• [TRECHO CITADO]:
____

Carlos de Saint-G… (idiota) – O Céu e o Inferno

(Sociedade Espírita de Paris, 1860)

Era um rapaz de 13 anos, ainda encarnado, cujas faculdades intelectuais eram nulas a ponto de não reconhecer os próprios pais, mal podendo tomar por si mesmo o alimento. Dava-se nele a completa suspensão de desenvolvimento em todo o sistema orgânico.

1. (A S. Luís) Poderemos evocar o Espírito deste menino?
R. Sim, é como se o fizésseis ao de um desencarnado.

2. Essa resposta faz-nos supor que a evocação se pode fazer a qualquer hora…
R. Sim, visto como presa ao corpo por laços materiais, que não espirituais, sua alma pode desligar-se a qualquer hora.

3. (Evocação de Carlos).
R. Sou um pobre Espírito preso à Terra por um pé como se passarinho fosse.

4. Presentemente, isto é, como Espírito, tendes consciência de vossa nulidade neste mundo?
R. Decerto que sinto o cativeiro.

5. Quando o corpo adormece e o vosso Espírito se desprende, tendes as ideias tão lúcidas como se estivésseis em estado normal?

____

• [DADOS COLETADOS]:
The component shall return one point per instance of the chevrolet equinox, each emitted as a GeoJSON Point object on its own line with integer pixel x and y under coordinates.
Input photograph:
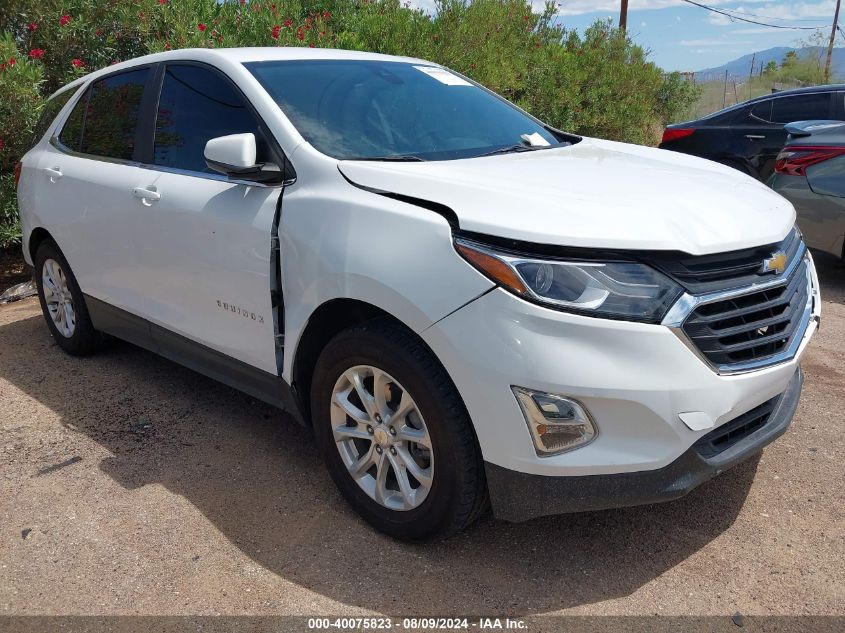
{"type": "Point", "coordinates": [468, 306]}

____

• [EXERCÍCIOS]:
**a.** Copie do trecho sobre a evocação de Carlos a parte que começa nas palavras "1. (A S. Luís)" e termina depois de "(Evocação de Carlos).".
**b.** Escreva o que vem em seguida no trecho sobre a evocação de Carlos, a partir do ponto em que ele para.

• [RESPOSTAS EM ORDEM]:
**a.**
1. (A S. Luís) Poderemos evocar o Espírito deste menino?
R. Sim, é como se o fizésseis ao de um desencarnado.

2. Essa resposta faz-nos supor que a evocação se pode fazer a qualquer hora…
R. Sim, visto como presa ao corpo por laços materiais, que não espirituais, sua alma pode desligar-se a qualquer hora.

3. (Evocação de Carlos).

**b.**
R. Quando o corpo infeliz repousa, fico um pouco mais livre para alçar-me ao céu a que aspiro.

6. Experimentais no estado espiritual qualquer sensação dolorosa oriunda do vosso estado corpóreo?
R. Sim, por isso que é uma punição.

7. Lembrai-vos da precedente encarnação?
R. Oh! Sim, e ela é a causa do meu exílio de hoje.

8. Que existência era essa?
R. A de um jovem libertino no reinado de Henrique III.

9. Dizeis ser uma punição a vossa condição atual… acaso não a escolhestes?
R. Não.

10. Como pode vossa existência atual servir ao vosso adiantamento no estado de nulidade em que vos achais?
R. Para mim não há nulidade, pois foi Deus quem me impôs esta contingência.

11. Podeis prever o tempo de duração da existência atual?
R. Não, porém, mais ano menos ano, reentrarei na minha pátria.

12. Que fizestes durante o tempo que mediou entre a vossa última desencarnação e a encarnação atual?
R. Deus encarcerou-me; logo, era eu um Espírito leviano.

13. Tendes, quando acordado, a consciência do que se passa, apesar da imperfeição dos vossos órgãos?
R. Vejo e ouço, mas meu corpo nada vê nem percebe.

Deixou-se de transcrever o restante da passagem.